___ Records for this task

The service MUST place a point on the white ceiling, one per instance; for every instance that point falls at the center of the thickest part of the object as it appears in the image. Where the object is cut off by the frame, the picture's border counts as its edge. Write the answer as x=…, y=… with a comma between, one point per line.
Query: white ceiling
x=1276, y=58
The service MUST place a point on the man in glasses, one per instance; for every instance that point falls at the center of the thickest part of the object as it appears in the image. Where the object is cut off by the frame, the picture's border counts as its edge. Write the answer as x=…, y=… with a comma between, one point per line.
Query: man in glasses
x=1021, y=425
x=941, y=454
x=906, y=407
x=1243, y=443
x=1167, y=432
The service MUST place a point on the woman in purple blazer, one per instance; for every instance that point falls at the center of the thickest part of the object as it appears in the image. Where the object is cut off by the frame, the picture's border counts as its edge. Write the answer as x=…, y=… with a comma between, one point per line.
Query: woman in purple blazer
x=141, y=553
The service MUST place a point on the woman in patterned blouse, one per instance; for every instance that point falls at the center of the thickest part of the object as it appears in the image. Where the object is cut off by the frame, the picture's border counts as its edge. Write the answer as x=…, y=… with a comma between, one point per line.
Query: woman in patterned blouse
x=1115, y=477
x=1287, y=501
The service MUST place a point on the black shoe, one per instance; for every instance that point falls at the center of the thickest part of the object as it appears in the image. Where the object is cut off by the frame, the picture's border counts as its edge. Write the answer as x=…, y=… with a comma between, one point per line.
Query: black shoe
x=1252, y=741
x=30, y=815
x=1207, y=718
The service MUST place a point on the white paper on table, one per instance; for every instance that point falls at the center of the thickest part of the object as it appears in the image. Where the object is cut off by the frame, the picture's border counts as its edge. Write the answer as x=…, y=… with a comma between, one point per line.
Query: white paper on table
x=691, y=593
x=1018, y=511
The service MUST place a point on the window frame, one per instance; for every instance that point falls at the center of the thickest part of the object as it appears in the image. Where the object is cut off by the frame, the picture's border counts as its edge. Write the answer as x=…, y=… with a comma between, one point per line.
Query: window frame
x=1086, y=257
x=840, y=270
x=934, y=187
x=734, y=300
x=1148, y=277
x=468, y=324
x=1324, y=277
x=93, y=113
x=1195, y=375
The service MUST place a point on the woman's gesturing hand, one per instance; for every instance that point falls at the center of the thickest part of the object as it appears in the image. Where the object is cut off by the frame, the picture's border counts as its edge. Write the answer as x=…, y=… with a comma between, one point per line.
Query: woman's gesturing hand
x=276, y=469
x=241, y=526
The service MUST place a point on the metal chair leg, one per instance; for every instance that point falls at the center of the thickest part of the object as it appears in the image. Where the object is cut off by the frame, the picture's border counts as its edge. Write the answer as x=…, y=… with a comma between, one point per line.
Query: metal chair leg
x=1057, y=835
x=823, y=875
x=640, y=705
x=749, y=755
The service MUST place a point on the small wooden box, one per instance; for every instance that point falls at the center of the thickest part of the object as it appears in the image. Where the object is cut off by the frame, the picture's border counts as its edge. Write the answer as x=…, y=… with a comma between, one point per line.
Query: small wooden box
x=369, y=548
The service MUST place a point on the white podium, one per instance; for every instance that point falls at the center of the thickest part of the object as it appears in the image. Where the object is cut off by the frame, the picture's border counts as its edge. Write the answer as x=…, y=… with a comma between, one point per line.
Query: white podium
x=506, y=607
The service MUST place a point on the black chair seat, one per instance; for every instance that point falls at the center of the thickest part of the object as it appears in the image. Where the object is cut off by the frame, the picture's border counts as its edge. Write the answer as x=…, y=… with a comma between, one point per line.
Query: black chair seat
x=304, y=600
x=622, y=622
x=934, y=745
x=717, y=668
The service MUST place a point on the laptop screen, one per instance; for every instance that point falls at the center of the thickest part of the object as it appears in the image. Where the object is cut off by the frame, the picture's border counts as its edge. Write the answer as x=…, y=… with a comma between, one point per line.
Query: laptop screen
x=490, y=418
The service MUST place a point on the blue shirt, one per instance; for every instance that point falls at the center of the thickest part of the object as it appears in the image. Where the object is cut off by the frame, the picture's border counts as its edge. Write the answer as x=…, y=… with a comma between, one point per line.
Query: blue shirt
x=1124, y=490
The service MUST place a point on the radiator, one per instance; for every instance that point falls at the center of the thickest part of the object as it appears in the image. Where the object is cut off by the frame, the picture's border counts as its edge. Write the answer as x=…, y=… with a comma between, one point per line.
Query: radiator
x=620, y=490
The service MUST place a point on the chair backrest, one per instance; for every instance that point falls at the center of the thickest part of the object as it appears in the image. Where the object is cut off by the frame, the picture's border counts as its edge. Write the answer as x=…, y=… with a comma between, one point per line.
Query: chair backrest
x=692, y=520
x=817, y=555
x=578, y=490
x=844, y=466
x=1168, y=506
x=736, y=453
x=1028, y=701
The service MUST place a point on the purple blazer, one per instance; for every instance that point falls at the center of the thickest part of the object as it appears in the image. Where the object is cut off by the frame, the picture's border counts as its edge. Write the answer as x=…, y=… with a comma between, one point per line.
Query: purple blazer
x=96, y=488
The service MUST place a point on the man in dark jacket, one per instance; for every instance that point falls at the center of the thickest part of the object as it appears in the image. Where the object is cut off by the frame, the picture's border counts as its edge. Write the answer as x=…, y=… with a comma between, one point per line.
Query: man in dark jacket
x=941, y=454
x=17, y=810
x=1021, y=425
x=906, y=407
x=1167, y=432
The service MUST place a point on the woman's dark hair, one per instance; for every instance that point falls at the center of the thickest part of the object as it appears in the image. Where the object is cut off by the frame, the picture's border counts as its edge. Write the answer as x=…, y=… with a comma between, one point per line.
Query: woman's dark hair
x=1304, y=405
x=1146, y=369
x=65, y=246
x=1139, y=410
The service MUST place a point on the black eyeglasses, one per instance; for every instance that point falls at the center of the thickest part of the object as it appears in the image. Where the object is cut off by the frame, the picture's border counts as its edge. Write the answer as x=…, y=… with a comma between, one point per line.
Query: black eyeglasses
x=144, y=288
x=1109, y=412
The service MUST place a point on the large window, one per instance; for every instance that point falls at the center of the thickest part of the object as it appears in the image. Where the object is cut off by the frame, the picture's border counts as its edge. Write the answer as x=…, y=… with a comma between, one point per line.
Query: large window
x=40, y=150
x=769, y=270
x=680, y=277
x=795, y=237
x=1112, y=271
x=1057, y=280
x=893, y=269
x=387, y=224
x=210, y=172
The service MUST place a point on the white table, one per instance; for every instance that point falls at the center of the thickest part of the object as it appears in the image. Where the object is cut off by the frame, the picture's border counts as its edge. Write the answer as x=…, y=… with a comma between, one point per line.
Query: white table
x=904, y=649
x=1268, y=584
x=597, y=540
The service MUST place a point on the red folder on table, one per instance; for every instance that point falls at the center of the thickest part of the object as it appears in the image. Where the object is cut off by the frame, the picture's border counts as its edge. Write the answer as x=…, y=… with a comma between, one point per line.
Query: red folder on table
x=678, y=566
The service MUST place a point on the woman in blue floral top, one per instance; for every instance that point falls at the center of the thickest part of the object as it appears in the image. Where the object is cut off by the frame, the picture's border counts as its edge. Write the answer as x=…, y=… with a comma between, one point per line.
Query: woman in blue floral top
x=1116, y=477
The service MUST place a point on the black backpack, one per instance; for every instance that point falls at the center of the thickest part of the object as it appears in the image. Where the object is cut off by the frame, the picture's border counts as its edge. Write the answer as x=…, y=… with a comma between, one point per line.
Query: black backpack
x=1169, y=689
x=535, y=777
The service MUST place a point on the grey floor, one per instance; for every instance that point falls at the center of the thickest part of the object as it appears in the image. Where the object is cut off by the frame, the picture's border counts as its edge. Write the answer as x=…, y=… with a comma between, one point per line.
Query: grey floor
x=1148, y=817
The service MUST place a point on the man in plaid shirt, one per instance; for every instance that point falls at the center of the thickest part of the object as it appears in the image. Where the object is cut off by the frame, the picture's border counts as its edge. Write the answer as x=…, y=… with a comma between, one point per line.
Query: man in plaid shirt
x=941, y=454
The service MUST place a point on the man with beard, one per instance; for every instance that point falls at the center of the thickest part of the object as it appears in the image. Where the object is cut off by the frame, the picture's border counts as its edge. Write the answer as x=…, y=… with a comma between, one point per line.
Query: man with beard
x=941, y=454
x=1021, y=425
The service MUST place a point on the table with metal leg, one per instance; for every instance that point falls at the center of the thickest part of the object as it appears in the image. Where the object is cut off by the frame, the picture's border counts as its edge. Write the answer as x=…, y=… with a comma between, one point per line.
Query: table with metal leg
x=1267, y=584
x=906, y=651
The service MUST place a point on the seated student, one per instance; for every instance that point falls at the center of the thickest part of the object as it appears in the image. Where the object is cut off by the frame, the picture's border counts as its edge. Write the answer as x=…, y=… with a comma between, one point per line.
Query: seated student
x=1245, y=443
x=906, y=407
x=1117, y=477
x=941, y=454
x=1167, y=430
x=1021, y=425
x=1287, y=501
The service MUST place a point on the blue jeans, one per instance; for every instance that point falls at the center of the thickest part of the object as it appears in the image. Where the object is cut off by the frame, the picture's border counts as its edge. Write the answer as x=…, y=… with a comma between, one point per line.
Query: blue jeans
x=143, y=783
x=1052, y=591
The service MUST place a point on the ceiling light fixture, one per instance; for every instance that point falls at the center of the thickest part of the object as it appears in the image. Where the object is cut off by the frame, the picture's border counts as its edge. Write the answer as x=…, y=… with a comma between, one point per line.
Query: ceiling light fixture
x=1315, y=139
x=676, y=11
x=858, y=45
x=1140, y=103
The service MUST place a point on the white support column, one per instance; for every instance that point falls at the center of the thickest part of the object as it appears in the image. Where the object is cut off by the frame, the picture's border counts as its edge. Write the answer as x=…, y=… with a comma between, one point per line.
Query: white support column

______

Stated goal:
Please edit the entries from the line with "The service MUST place a point on the window" up to and including the line with "x=369, y=548", changing "metal chair leg" to "steel chair leg" and keeping everything else the same. Return only those lines.

Solution for this exercise:
The service MUST place a point on the window frame, one per instance; for every instance that point falls at the center of the thickest part of the object as it appears in the image. Where the object is cut off by the frame, the picture's border counts as its edge. Write the answer as x=…, y=… with a comma between, one point per line.
Query: window frame
x=1086, y=257
x=840, y=270
x=934, y=187
x=734, y=300
x=1148, y=277
x=468, y=324
x=1324, y=277
x=93, y=113
x=1195, y=375
The service MUST place a point on the woman's gesturing hand, one per instance; for every instance that point falls at the center of the thickest part of the object as it appears in the image. Where the object is cut off by the frame, the picture's border counts as its edge. Write the answer as x=…, y=… with a comma between, one point per line.
Query: woman's gesturing hand
x=276, y=469
x=241, y=526
The service MUST place a point on the steel chair leg, one per instance; for every instance that point falls at the center of the thickest part of the object as it appears in the image. Where the object is cut off by the frame, the picture's border counts as its edge. Write the answer as x=…, y=… with a comma between, one point per line.
Query: steel chair leg
x=1057, y=835
x=823, y=875
x=640, y=705
x=749, y=755
The service MUST place a point on the small wooden box, one per instance; for every instance that point falls at the center of the thickest part of the object as it appears in the image. Where the object is cut off by the frame, the picture's border counts as its edge. Write the answer as x=…, y=… with a comma between, one point per line.
Query: small wooden box
x=369, y=548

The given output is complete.